DATASET EXCERPTS
────
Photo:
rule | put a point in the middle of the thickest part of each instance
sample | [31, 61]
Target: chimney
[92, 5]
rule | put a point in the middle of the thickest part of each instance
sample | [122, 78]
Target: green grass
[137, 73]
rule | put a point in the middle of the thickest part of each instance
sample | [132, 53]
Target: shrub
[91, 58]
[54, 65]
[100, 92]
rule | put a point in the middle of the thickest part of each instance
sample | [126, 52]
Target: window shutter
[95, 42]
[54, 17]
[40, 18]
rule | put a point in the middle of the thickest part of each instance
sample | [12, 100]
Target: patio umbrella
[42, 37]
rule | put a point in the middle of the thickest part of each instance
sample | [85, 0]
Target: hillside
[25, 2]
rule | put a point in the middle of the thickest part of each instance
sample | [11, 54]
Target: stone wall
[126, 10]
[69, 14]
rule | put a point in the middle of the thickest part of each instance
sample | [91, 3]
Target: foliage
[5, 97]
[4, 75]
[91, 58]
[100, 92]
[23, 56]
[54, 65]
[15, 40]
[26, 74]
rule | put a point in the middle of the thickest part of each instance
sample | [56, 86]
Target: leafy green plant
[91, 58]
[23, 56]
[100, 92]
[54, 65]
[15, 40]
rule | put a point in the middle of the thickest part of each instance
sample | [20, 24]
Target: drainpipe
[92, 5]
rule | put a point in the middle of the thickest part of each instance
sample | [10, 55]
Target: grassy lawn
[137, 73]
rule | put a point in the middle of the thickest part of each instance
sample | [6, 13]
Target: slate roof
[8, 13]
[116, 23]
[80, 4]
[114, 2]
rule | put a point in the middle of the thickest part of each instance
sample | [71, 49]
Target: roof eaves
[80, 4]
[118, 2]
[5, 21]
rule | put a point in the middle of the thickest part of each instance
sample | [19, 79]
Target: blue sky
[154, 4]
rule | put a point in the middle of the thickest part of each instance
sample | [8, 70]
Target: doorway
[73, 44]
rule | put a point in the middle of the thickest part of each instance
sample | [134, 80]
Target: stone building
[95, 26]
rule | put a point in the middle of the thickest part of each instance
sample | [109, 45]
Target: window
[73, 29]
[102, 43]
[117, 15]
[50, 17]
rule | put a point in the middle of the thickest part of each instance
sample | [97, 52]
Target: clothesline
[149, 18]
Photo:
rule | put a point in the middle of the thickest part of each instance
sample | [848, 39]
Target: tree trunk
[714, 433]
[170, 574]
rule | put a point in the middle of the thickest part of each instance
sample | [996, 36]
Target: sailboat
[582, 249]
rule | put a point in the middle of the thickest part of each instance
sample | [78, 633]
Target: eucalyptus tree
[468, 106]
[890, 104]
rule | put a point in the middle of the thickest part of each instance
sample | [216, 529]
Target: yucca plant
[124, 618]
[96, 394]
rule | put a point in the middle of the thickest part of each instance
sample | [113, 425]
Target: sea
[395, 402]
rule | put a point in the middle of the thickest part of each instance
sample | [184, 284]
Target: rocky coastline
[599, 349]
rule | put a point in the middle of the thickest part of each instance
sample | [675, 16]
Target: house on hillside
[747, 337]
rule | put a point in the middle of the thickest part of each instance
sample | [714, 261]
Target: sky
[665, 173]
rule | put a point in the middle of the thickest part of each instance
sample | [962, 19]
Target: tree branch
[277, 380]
────
BRIEF
Taking the entries above, write out exactly the lines starting with the line containing "sample | [19, 79]" and going on through the line containing "sample | [848, 39]", both included, and nothing else.

OUTPUT
sample | [19, 79]
Target: blue sky
[154, 4]
rule | put a point in the middle of the thickest part of each instance
sample | [8, 70]
Target: doorway
[73, 44]
rule | put a point in the middle of the thickest part of each instance
sample | [134, 80]
Target: stone building
[95, 26]
rule | put a point in the middle of the thickest part of each instance
sample | [109, 45]
Target: window
[73, 29]
[102, 43]
[117, 15]
[50, 17]
rule | put a point in the middle of the thickest part of each instance
sample | [97, 52]
Target: clothesline
[149, 18]
Photo:
rule | put a point in the middle of the thickest part of each instance
sample | [848, 39]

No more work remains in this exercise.